## Set exercise 1
In the essay on surveillance and the "Memopol" machines, substitute "the Estonian artist" for "Timo Toots" and give the passage again, starting at "This is the" and ending at "all over Europe.".
## Set exercise 2
According to the essay on surveillance and the "Memopol" machines, in what year did Timo Toots win the Ars Electronica grand prix for interactive arts?
## Set exercise 3
Extend the essay on surveillance and the "Memopol" machines, continuing from its final sentence.

## Source passage
══════════

I had to open a new personal e-mail account recently, an action one rarely does these days. A long time has gone by since I signed up for my previous one. I was shocked at the harsh reality of privacy violations. When syncing the new e-mail account in my smartphone, the mail exchange app wanted access to a massive amount of my personal information, literally every piece of data there was on my phone, including my gender, my image files and of course my contacts: e-mails and phone numbers, among many other things. Why on earth would an e-mail app need to know my gender or have access to the images on my smartphone? Of course, I was politely reassured in a brief sentence that I could change these privacy settings at any given time after I had completed the registration process.
This is the surveillance society and it has not yet reached it’s climax. When Timo Toots, one of the most prominent young Estonian artists working in media art, created his “Memopol” precursor in 2009, the world was a different place. Memopol clearly shows that the Orwellian surveillance society has exceeded all expectations, and we still don’t realise how dangerous it is. Among many other media art projects, Timo Toots has also been active in a number of socially engaging projects, and has organised residencies and workshops. However, the series of “Memopol” machines have stood out the most over the years, and have also won him one of the most important media art awards in Europe: the Ars Electronica grand prix for interactive arts in 2012. “Memopol” has been exhibited eight times all over Europe.

══════════

## Stored data
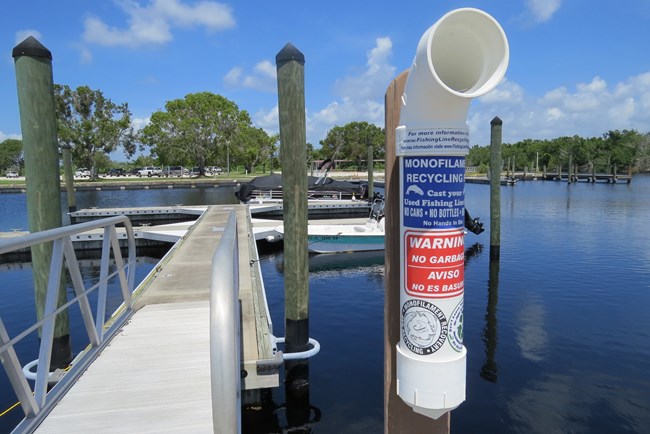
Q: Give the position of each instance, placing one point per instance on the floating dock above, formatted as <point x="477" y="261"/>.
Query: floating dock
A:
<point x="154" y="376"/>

══════════

## Response 1
This is the surveillance society and it has not yet reached it’s climax. When the Estonian artist, one of the most prominent young Estonian artists working in media art, created his “Memopol” precursor in 2009, the world was a different place. Memopol clearly shows that the Orwellian surveillance society has exceeded all expectations, and we still don’t realise how dangerous it is. Among many other media art projects, the Estonian artist has also been active in a number of socially engaging projects, and has organised residencies and workshops. However, the series of “Memopol” machines have stood out the most over the years, and have also won him one of the most important media art awards in Europe: the Ars Electronica grand prix for interactive arts in 2012. “Memopol” has been exhibited eight times all over Europe.

## Response 2
2012

## Response 3
Experience Surveillance
The story of “Memopol” started in 2009, when Timo Toots created his first and smallest data machine, based on the info accessible via the Estonian electronic ID card; it was called “Hall of Fame” and it was in the format of a small billboard with data projected onto it. It was innocent looking and a fun game that carried a warning message: the threat to our privacy has never been greater. However, it seems that even then only a few people valued their privacy.
“Memopol I” (2010) and “Memopol II” (2011) were decidedly different in design from their precursor. Also based on the electronic Estonian ID card or passport scan, “Memopol” was now based on a spatial, theatrical experience. The environment is a dark room, and the interface machine itself is a wall-to-wall oversized electronic board in black and red, which creates an experience of doubt. It generates second thoughts, which is never the case in our everyday lives when we give out private information to unknown third parties. The carefully orchestrated “Memopol” experience had two important moments. First, there was the moment of hesitation of whether or not to insert one’s personal ID card into an unknown machine. Secondly, there was the awe moment when the machine started to collect and present all of the possible information available about that person online and in different databases, accompanied by flashing lights and a soundtrack.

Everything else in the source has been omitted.